* [What is expected]: Please return every line of the records below that contains the word "Target".

Stored data entries:
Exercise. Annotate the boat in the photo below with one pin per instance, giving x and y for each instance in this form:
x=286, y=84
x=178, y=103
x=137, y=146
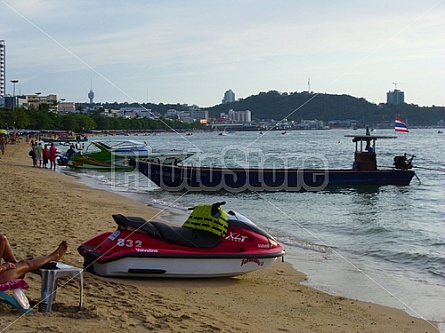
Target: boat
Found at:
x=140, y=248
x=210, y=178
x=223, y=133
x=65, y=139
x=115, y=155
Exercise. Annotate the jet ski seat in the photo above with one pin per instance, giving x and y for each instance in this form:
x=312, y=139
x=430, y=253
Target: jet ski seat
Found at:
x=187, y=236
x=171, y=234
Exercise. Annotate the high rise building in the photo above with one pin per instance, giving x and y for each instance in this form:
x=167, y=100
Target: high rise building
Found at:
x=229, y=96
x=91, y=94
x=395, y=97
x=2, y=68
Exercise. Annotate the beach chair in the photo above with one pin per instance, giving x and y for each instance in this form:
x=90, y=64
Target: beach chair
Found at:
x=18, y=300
---
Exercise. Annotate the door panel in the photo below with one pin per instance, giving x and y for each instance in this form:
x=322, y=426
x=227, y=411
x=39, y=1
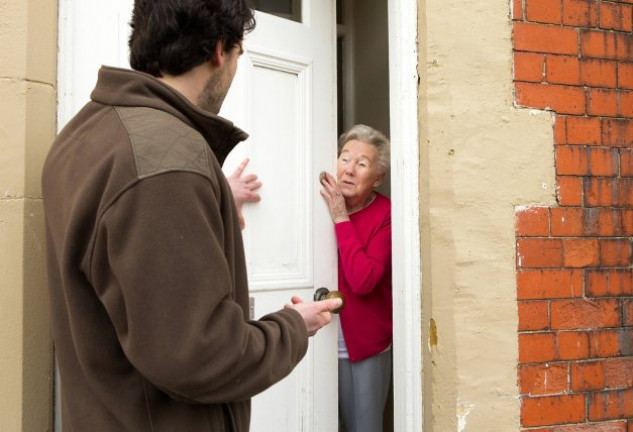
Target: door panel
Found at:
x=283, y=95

* [Completed task]:
Target: boat
Target: jet ski seat
Target: high rise building
Target: beach chair
Target: door panel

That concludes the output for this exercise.